Problem details: Rewrite everything from the line containing "the dog's golden" down to the line containing "[[580, 301]]", replacing "golden fur" with "light brown fur" and leaving all else unchanged. Give only those lines.

Entries:
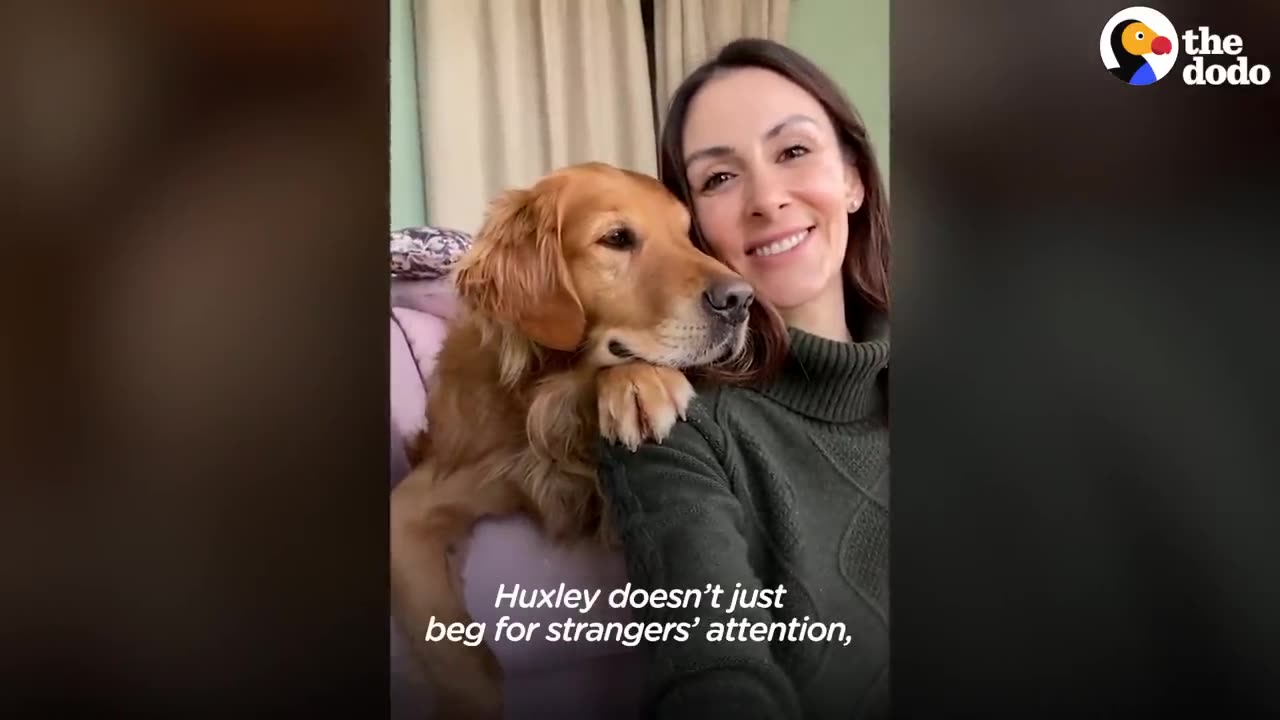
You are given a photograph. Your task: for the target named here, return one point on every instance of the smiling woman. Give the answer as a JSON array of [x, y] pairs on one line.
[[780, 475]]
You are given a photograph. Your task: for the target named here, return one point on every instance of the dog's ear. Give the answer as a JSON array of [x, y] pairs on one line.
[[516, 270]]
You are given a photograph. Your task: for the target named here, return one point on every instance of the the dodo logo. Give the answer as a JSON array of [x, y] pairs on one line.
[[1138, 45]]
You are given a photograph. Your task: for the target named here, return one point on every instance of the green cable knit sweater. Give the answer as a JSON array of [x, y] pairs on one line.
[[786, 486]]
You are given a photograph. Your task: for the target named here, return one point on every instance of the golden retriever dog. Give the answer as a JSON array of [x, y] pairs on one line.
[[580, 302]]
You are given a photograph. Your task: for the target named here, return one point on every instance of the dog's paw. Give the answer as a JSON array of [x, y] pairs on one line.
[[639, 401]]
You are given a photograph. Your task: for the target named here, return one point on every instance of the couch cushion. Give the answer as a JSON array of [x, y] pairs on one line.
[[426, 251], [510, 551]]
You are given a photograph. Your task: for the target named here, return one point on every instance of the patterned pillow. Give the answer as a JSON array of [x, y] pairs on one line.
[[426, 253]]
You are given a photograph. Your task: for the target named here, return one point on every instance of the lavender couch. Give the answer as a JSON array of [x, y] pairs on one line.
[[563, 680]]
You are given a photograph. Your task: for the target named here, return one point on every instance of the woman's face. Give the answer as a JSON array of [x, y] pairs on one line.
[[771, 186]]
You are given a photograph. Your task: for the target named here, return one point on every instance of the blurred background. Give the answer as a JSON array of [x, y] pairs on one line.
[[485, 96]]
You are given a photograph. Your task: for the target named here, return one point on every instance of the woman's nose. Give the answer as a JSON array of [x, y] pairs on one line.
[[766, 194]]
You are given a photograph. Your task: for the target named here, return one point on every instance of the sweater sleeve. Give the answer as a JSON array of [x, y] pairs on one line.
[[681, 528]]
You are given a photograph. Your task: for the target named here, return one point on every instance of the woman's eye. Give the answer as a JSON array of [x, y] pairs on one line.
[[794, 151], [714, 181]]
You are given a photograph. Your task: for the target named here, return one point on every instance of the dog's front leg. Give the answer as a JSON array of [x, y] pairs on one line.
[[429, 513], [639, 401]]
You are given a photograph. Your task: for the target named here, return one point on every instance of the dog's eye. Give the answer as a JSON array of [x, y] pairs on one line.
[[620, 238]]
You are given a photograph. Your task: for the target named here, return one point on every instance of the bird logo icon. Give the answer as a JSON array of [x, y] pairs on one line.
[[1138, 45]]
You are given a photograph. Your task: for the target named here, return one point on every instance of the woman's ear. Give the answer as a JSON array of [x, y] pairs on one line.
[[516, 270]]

==

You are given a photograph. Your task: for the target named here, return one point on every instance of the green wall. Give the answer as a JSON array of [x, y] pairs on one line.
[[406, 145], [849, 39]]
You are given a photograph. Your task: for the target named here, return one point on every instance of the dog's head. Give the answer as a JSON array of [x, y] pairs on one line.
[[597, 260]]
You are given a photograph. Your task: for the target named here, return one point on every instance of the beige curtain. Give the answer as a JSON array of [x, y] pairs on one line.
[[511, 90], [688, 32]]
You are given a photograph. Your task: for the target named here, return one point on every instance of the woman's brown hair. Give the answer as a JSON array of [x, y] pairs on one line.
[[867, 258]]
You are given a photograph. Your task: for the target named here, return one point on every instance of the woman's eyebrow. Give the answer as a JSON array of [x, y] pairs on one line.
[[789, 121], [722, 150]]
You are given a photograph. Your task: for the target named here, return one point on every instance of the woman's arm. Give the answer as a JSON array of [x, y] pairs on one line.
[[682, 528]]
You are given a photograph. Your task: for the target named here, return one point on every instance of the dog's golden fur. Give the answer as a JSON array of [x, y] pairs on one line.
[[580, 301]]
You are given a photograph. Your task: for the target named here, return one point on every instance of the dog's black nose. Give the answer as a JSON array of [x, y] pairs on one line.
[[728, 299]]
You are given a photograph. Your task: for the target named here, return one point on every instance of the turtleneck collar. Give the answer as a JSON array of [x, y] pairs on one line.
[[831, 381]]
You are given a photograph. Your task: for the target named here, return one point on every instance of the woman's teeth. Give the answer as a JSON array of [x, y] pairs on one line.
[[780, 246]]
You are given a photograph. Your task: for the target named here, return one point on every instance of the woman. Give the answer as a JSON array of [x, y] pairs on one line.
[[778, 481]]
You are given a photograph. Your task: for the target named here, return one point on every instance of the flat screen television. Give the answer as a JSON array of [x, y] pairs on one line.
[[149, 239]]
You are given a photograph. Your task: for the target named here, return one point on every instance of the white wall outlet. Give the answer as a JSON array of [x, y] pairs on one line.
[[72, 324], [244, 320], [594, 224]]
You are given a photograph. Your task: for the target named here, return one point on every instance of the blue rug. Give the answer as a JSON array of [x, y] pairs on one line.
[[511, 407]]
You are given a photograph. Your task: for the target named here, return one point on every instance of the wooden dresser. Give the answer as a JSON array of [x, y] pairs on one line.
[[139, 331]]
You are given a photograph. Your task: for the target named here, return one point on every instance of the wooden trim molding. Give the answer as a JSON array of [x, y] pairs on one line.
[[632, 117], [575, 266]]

Response below:
You are given a photograph. Your task: for the target named here, return one point on every instance of the dog's light brown fur. Give the answer as a JSON array of [x, y] pairs on one line.
[[580, 301]]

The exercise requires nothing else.